• [EXCERPTED PASSAGE]:
Besides likening unbelievers to filth, the al-Hilli text includes a chapter on jihad, setting down the conditions under which Muslims are supposed to fight Jews and Christians.

The text is one of a number of books that some students say they find “disturbing” and “very worrying”. Their spokesman told The Times: “They are being exposed to very literalist interpretations of the Koran. These are interpretations that would not be recognised by

80 or 90 per cent of Muslims, but they are being taught in this school.

“A lot of people in the Muslim community are very concerned about this. We need to urgently re-examine the kind of material that is being taught here and in other colleges in Britain.”

Mohammed Saeed Bahmanpour, who teaches in both the Hawza and the ICAS, confirmed that al-Hilli text was used, but denied that it was taught as doctrine. He said that, although the book was a key work in the jurisprudence class, its prescriptions were not taught as law. When he taught from it, he omitted the impurity chapter, he said.

Dr Bahmanpour said: “We just read the text and translate for them, but as I said I do not deal with the book on purity. We have left that to the discretion of the teacher whether he wants to teach it or not.

“The idea is not to teach them jurisprudence because most of the fatwas of Muhaqiq are not actually conforming with the fatwa of our modern jurists. The idea is that they would be able to read classical texts and that is all.”

Dr Bahmanpour said that Mr Moezi had no educational role at either the ICAS or Hawza Ilmiyya. Mr Moezi has been the representative in Britain of Ayatollah Khamenei since 2004 when he also succeeded Mr Araki in the role and as a trustee of the ICEL and the Irshad Trust.

The Islamic centre’s website reports Ayatollah Khamenei’s speeches and activities prominently and one of the first sites listed under its links section is the supreme leader’s homepage.

A spokeswoman for the ICEL also confirmed its links with the Iran’s spiritual leadership but said the centre was a purely religious organisation.

Middlesex University, which accredits the ICAS course but not the Hawza Ilmiyya, said: “The BA in Islamic studies offered by the Islamic College of Advanced Studies is validated by Middlesex University.

“This means that Middlesex ensures that the academic standards of this particular programme are appropriate, the curriculum delivers to the required standards, learning and teaching methods allow achievement of standards.”

• [RECORDED DATA]:
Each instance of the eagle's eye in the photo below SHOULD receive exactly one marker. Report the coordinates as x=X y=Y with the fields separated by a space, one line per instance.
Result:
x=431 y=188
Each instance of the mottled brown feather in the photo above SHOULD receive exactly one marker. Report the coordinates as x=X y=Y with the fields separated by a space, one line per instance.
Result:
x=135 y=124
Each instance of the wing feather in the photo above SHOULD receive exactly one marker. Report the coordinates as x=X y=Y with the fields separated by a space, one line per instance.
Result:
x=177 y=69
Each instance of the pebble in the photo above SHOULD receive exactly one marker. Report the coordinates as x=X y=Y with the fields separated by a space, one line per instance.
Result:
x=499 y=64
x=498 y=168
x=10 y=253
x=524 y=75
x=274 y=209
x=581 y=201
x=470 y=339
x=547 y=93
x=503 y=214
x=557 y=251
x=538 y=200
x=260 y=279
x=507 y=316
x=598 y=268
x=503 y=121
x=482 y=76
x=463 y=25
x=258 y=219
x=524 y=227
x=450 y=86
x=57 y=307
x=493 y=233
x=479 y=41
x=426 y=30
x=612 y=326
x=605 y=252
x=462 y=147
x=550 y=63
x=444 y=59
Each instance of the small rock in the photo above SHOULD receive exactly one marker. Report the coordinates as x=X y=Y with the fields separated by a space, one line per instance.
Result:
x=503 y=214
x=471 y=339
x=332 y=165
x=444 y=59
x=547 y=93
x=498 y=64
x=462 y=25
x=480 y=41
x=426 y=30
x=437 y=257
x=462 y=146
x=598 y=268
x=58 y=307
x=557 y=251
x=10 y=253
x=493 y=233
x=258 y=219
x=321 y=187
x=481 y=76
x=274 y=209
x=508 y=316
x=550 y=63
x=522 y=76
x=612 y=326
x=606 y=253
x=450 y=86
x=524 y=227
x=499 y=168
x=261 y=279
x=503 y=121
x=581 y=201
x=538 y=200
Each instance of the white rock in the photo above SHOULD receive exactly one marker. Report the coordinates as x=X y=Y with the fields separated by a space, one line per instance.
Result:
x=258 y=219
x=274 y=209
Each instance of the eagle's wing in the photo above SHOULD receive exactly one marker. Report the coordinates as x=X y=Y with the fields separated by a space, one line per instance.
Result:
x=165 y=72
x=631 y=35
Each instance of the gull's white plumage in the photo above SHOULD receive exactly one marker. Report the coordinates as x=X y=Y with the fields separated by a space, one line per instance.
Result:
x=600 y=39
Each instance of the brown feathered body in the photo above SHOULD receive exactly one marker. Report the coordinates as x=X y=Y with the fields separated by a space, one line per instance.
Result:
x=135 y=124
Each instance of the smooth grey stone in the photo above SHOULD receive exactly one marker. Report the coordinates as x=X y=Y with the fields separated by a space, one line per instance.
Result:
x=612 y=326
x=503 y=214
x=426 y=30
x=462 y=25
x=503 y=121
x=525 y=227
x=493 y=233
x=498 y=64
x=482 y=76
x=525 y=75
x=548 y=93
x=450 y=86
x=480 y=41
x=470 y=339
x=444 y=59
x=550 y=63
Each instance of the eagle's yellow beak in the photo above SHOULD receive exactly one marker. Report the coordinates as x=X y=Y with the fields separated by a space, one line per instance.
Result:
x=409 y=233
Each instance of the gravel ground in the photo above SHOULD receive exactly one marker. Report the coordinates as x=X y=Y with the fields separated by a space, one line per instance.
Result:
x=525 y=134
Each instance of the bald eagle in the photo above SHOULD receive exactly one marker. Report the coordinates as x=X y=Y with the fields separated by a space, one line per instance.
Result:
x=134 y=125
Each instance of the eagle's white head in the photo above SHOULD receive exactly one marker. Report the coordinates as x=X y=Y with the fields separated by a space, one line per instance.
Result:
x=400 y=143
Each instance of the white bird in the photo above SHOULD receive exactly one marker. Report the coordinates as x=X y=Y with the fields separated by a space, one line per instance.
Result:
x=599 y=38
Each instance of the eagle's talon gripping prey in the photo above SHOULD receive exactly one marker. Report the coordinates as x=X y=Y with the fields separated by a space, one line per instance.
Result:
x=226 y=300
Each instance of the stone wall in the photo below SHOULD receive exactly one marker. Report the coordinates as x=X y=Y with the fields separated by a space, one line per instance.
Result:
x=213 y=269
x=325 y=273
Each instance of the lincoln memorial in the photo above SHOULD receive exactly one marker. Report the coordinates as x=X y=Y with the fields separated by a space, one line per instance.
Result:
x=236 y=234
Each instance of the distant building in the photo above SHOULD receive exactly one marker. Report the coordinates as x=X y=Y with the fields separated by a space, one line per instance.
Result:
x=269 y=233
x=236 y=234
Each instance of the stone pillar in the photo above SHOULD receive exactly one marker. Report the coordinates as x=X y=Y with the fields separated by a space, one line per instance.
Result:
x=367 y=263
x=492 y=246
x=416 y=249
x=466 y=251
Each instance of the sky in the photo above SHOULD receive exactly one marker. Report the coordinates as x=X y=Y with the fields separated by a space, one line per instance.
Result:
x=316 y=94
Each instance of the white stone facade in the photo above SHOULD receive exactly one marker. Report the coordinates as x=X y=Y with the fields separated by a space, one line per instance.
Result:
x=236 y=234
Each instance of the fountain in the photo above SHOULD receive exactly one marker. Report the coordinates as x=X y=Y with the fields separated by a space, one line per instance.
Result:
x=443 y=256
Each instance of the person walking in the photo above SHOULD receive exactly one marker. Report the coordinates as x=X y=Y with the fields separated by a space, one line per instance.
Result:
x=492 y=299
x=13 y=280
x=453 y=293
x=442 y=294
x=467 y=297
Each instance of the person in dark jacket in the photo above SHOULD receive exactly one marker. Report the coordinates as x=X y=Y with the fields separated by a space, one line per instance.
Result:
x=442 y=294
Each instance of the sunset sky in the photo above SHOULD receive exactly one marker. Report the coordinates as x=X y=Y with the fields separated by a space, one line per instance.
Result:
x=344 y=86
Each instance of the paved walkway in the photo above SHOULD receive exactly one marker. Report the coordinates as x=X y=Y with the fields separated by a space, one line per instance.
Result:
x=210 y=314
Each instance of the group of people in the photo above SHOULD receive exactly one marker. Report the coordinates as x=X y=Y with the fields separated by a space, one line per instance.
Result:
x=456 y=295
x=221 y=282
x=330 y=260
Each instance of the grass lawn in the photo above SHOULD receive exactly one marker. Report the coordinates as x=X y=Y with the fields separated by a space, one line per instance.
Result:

• [REQUIRED TASK A]: Name every organization mentioned in the article on the al-Hilli text. Count each one once, even if the article also gives it a short form.
• [REQUIRED TASK B]: Extend the article on the al-Hilli text, beginning after its final sentence.
The records have no connection to the article on the al-Hilli text.

• [EXPECTED ANSWER A]:
- The Times
- Hawza Ilmiyya (also called the Hawza)
- Islamic College of Advanced Studies (ICAS)
- ICEL
- Irshad Trust
- Middlesex University

• [EXPECTED ANSWER B]:
‘The water left over in the container after any type of animal has drunk from it is considered clean and pure apart from the left over of a dog, a pig, and a disbeliever’

‘There are ten types of filth and impurities: urine, faeces, semen, carrion, blood of carrion, dogs, pigs, disbelievers’

‘When a dog, a pig, or a disbeliever touches or comes in contact with the clothes or body [of a Muslim] while he [the disbeliever] is wet, it becomes obligatory- compulsory upon him [the Muslim] to wash and clean that part which came in contact with the disbeliever’


The Islamic school that played host to Hamza

The jailed cleric attended camps in the grounds of an Islamic school in East Sussex searched by police in the wake of Friday night's terror arrests

Jamie Doward, Nick Greenslade and Antony Barnett
Sunday September 3, 2006
The Observer

For years people living near the former 100-room convent in the quiet village of Mark Cross in East Sussex have wondered what goes on behind the walls of the strange, Gothic building that was falling into disrepair.

Since 1992 it has been owned by a Muslim charity, Jameah Islamiyah, which in 2003 turned part of the building into an independent Muslim school for boys that did little to integrate itself with the villagers. Amid the secrecy, wild stories among the residents of the area quickly spread, stories likely to become ever more febrile following police searches at the school that began at 6am yesterday and came in the wake of a series of terror raids late on Friday night that resulted in 14 arrests in London.

Sam Hardy, 26, an assistant manager at the nearby Mark Cross Inn, said: 'There have always been rumours about extremism at the school in the village and when I heard about the police operation on the radio this morning I put two and two together.'

A recent report by Ofsted inspectors sheds little light on the school, which is set within 54 acres of countryside. They found it had only nine pupils and that it was lacking in a number of areas. 'Jameah Islamiyah School does not provide a satisfactory education for its pupils,' the report stated. 'It has not made sufficient progress towards fulfilling its aims since it was established ... The curriculum is not broad and balanced.'

According to its deeds, filed with the Charity Commission, the school's aim is to train students in higher Islamic studies and to spread the Islamic faith. Yesterday police stressed that there had been no arrests at the school and that those who ran it had been fully cooperative with the investigation.

But it is clear the school's grounds have been on the intelligence services' radar for years. Buried in the pages of testimonies given by al-Qaeda suspects held at Guantanamo Bay are references to terror training camps held within the school's grounds between 1997 and 1998. The camps were advertised at Finsbury Park mosque and attended by Abu Hamza, the radical imam who was jailed for seven years earlier this year for incitement to murder.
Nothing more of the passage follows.